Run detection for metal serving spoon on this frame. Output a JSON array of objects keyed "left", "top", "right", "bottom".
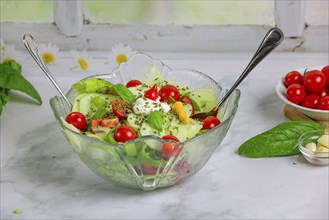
[
  {"left": 190, "top": 28, "right": 283, "bottom": 120},
  {"left": 23, "top": 34, "right": 72, "bottom": 108}
]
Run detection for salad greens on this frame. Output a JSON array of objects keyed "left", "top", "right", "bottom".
[
  {"left": 72, "top": 78, "right": 112, "bottom": 95},
  {"left": 238, "top": 121, "right": 324, "bottom": 158},
  {"left": 147, "top": 110, "right": 164, "bottom": 132},
  {"left": 0, "top": 60, "right": 42, "bottom": 115},
  {"left": 114, "top": 84, "right": 136, "bottom": 104}
]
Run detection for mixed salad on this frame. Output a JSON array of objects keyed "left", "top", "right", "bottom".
[{"left": 61, "top": 72, "right": 221, "bottom": 174}]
——
> _Written problem_: Format the lines above as a Markdown table with two columns, Row and Line, numbering each row. Omit blank lines and the pictures.

> _Exercise answer_:
| Row | Line |
|---|---|
| 1 | Run detection for metal serving spoon on this frame. Output a JSON array of objects keyed "left", "top", "right", "bottom". |
| 2 | [ |
| 3 |   {"left": 190, "top": 28, "right": 283, "bottom": 120}, |
| 4 |   {"left": 23, "top": 34, "right": 72, "bottom": 108} |
| 5 | ] |
| 6 | Run detection for salad greens on this frame. Output a JSON array of objects keyed "left", "top", "right", "bottom". |
| 7 | [ |
| 8 |   {"left": 72, "top": 78, "right": 112, "bottom": 95}, |
| 9 |   {"left": 238, "top": 121, "right": 324, "bottom": 158}, |
| 10 |   {"left": 147, "top": 110, "right": 164, "bottom": 132}, |
| 11 |   {"left": 0, "top": 60, "right": 42, "bottom": 115}, |
| 12 |   {"left": 114, "top": 84, "right": 136, "bottom": 104} |
| 13 | ] |
| 14 | Run detection for mixed salad on this frame. Output a JSON array of objects keyed "left", "top", "right", "bottom". |
| 15 | [{"left": 61, "top": 72, "right": 221, "bottom": 174}] |